▶ Required work
Reproduce every one of the entries below verbatim, omitting the images.
:: Stored rows
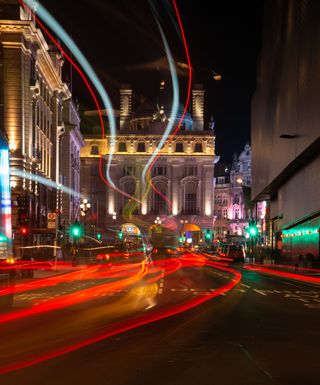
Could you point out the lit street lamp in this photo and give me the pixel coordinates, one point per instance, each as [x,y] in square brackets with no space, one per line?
[157,221]
[84,207]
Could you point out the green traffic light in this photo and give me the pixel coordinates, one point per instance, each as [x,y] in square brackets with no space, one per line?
[3,238]
[76,231]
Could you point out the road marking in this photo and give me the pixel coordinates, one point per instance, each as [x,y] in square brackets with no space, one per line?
[259,292]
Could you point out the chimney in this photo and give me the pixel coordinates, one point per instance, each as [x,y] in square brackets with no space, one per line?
[198,107]
[125,106]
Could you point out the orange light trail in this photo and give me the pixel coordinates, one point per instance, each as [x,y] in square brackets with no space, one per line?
[145,319]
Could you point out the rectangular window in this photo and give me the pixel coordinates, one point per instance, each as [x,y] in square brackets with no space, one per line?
::::
▶ Result of this task
Could you point out the lit street lamp in this photo and give me the pixel coordinates, one point per instance, each as [x,y] in square brackets with no space, one per line?
[157,221]
[84,207]
Could you point out the green traffic light in this photo and give me the pixel coordinates, one point per instance, each as [x,y] in square brackets with no space, one per line?
[3,238]
[76,231]
Could you point out the road marking in this photo and give me the pixel coordinates, one point per instance, each as [x,y] in square brackets with no space, one per line?
[259,292]
Could you point out the chimney in this photo and give me the pixel coordinates, one point per instance, each as [x,y] in square brackets with no space, one per line?
[198,107]
[125,106]
Could you point out the orange light trail in this photo and give me the pixel coordinates, one point per instance, each as [x,y] in square brackets with no space, one per line?
[145,319]
Could you point out the rectangular window in this photo and give me the pixel coordinates, one point per instance, each as [x,y] in square brackets with no space, one per line?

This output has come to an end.